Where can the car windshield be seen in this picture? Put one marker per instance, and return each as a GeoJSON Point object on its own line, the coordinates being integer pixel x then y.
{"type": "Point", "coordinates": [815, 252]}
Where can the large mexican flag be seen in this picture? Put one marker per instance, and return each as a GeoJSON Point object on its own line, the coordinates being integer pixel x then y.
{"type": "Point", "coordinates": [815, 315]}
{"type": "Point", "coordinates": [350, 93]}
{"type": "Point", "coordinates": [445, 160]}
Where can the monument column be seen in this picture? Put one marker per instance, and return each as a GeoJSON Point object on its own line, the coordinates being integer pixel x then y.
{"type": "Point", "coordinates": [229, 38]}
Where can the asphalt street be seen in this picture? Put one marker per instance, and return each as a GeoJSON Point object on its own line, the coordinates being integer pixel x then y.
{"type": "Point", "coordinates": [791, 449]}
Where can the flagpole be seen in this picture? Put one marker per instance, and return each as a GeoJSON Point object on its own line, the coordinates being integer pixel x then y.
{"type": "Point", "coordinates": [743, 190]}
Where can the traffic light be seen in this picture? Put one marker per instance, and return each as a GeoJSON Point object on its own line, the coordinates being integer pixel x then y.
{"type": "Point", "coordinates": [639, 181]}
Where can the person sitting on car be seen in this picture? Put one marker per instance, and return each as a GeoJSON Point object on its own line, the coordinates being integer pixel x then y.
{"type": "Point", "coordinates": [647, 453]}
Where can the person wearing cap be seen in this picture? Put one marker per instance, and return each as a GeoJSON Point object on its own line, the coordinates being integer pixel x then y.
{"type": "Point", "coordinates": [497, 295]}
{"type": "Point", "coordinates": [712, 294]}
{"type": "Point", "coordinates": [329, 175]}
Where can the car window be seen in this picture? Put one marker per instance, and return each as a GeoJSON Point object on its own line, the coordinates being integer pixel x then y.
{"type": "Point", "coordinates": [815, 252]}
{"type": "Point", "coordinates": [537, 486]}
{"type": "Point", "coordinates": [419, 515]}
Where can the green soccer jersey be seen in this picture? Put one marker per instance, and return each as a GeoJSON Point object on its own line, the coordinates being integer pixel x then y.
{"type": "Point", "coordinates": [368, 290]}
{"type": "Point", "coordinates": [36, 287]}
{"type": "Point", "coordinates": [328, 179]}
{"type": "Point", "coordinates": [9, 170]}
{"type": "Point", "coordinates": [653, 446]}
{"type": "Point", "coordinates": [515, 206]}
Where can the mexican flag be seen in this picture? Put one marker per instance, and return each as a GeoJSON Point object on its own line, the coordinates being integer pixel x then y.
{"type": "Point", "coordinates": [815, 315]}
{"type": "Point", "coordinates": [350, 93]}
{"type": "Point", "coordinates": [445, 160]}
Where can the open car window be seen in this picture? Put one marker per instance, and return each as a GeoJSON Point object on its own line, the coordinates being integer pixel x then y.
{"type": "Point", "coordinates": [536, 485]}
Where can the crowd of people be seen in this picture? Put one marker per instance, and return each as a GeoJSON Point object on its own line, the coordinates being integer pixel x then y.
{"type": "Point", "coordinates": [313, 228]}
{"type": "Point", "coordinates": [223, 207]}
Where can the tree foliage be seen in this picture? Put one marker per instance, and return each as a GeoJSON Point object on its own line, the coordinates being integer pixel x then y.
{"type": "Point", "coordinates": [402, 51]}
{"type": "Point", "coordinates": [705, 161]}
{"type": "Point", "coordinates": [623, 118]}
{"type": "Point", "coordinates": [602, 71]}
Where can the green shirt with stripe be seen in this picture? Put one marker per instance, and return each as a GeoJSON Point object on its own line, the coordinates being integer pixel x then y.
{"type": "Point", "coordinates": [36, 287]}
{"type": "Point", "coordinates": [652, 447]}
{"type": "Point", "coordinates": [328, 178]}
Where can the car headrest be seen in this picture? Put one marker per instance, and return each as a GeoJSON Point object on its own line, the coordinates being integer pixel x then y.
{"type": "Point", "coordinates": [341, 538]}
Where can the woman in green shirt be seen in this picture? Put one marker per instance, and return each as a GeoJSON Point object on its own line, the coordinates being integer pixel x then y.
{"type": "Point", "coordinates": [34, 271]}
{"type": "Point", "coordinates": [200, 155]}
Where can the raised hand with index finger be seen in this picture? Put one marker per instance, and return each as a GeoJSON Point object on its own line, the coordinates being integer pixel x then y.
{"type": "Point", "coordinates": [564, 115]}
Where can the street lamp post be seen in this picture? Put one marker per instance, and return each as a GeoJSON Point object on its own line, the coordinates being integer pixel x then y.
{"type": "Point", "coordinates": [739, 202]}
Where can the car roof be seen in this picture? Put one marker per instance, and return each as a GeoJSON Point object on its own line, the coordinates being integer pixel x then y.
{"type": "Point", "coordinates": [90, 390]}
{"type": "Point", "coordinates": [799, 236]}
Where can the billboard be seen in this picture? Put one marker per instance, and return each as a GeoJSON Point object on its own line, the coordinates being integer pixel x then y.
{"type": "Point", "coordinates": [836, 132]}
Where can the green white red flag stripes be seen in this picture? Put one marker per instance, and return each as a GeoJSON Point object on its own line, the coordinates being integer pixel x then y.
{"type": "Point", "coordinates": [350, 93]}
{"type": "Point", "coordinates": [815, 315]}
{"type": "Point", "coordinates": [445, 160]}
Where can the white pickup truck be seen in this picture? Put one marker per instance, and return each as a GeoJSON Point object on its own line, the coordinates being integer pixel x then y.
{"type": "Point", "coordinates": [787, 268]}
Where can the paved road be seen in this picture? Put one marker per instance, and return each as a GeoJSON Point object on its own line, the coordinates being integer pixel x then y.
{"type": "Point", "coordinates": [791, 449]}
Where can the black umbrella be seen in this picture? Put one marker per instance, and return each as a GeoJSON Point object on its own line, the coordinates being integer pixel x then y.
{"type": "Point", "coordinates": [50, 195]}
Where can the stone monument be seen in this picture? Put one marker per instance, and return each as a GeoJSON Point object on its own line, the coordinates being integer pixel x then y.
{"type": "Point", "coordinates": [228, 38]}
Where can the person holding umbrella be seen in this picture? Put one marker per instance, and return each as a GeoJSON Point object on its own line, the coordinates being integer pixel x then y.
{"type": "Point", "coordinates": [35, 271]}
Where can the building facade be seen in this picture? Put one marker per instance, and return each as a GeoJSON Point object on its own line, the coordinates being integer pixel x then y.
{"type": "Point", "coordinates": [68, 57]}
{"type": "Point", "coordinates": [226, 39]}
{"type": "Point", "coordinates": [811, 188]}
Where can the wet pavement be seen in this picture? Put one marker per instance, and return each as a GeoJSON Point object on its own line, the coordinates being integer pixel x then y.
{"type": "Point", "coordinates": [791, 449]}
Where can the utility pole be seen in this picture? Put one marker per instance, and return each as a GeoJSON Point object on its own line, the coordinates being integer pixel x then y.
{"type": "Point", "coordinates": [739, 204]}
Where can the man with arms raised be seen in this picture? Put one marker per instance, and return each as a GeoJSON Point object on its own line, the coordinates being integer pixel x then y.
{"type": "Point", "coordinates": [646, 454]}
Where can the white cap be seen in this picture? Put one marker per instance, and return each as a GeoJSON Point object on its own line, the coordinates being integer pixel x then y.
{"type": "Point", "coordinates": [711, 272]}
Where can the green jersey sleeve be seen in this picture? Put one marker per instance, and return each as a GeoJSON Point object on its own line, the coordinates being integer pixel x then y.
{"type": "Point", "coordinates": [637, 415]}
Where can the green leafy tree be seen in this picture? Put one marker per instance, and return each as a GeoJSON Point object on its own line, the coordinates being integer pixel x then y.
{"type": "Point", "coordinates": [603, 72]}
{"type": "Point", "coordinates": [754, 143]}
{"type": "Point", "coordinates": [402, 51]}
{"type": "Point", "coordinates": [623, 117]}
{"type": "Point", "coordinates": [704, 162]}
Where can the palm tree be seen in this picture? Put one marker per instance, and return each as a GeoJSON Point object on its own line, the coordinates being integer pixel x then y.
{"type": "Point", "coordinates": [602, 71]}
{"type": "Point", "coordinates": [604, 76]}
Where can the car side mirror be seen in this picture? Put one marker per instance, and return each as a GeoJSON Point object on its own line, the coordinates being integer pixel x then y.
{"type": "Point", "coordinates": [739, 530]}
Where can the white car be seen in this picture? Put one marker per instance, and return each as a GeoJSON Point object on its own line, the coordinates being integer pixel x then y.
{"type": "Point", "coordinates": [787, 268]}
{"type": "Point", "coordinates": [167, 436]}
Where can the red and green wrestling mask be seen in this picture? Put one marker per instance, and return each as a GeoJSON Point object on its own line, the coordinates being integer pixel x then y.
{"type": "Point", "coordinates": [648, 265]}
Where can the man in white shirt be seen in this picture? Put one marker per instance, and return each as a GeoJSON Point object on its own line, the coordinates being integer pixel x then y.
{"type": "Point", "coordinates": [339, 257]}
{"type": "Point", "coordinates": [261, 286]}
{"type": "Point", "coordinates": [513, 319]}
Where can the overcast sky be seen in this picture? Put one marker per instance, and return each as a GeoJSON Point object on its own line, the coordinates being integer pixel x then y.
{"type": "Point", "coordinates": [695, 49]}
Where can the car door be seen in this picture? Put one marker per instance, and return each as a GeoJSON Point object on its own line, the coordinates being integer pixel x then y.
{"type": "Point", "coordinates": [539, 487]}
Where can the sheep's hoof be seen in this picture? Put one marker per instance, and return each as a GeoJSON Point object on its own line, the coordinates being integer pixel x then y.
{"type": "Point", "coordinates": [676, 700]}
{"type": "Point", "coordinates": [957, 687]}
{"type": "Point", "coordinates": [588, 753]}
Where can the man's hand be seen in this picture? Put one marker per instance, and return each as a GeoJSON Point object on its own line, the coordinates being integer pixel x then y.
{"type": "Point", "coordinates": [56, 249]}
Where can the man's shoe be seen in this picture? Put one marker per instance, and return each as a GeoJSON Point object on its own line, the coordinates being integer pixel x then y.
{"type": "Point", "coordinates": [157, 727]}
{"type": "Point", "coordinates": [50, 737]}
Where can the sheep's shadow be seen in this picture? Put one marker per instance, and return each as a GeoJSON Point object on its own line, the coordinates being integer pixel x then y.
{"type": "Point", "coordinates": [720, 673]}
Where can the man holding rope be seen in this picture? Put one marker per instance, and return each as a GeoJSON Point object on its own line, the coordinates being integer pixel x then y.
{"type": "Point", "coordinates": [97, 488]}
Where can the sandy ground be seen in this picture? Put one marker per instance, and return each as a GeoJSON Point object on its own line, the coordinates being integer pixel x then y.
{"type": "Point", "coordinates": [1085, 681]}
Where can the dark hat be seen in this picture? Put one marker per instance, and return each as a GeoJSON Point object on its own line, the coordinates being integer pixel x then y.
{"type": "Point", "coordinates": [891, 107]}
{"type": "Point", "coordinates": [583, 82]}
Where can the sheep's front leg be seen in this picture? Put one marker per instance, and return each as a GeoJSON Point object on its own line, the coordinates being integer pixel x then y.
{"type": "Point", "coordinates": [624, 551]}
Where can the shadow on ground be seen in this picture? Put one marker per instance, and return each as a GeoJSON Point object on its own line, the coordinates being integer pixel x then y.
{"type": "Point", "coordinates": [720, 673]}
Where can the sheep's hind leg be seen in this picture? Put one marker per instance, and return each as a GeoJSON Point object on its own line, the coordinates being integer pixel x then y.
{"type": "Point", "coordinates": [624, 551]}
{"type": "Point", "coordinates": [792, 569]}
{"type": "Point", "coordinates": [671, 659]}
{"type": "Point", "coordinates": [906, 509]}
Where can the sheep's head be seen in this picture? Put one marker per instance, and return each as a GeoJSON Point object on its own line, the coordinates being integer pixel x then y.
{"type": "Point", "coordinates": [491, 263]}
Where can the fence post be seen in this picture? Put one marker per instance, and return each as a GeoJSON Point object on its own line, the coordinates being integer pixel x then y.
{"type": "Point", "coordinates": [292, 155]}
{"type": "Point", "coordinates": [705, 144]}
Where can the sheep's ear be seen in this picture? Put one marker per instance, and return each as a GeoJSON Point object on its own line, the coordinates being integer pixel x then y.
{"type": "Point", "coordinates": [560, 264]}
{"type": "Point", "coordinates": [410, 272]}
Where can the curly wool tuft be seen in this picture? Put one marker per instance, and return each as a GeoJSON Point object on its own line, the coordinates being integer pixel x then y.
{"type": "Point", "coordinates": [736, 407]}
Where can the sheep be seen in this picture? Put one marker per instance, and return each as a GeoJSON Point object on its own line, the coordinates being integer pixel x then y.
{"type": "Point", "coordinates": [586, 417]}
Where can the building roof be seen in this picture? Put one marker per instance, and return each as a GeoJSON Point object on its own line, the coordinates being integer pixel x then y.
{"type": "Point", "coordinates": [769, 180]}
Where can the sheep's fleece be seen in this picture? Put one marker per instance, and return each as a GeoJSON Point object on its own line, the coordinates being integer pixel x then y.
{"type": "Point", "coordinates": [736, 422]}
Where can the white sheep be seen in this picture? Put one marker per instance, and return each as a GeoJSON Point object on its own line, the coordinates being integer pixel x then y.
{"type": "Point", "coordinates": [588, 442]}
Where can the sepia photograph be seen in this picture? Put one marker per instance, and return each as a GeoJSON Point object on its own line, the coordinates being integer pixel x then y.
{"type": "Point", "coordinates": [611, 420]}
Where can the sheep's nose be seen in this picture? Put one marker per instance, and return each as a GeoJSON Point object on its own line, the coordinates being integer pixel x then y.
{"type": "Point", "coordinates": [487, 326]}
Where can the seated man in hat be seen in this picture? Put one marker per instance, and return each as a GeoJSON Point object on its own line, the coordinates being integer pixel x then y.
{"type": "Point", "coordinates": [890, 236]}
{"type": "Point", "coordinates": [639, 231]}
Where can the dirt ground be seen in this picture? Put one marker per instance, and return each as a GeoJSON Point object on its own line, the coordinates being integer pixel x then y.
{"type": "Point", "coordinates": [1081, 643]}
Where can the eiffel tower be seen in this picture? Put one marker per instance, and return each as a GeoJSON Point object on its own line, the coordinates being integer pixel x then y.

....

--- WORK INSTRUCTIONS ---
Please transcribe exactly the line containing "Where can the white sheep" and every line after it through the end of the records, and nothing else.

--- SOLVED EXERCISE ---
Where can the white sheep be seen in this picture? Put one marker per instance, and return each as a GeoJSON Point object on its own line, the coordinates being integer pixel x then y.
{"type": "Point", "coordinates": [588, 442]}
Where can the sepia photograph be seen in this picture? Put one marker per instance, and return each as a GeoJSON Point object on its own line, the coordinates being integer pixel x then y.
{"type": "Point", "coordinates": [611, 420]}
Where can the sheep's nose be seen in this picture? Put one marker per instance, and return each as a GeoJSON Point object on its own line, the coordinates being integer pixel x then y.
{"type": "Point", "coordinates": [487, 326]}
Where can the seated man in hat be seen in this picture? Put one marker per instance, and return each as a GeoJSON Point object on its own line, the coordinates being integer pixel x then y.
{"type": "Point", "coordinates": [890, 236]}
{"type": "Point", "coordinates": [639, 231]}
Where can the dirt ground be seen in this picture? Put one marker per instance, and return each as a GeoJSON Point object on its own line, the coordinates being integer pixel x then y.
{"type": "Point", "coordinates": [1081, 643]}
Where can the eiffel tower be seen in this picture? Put one marker per instance, and return each as a GeoJSON Point object on its own line, the coordinates being integer pixel x then y.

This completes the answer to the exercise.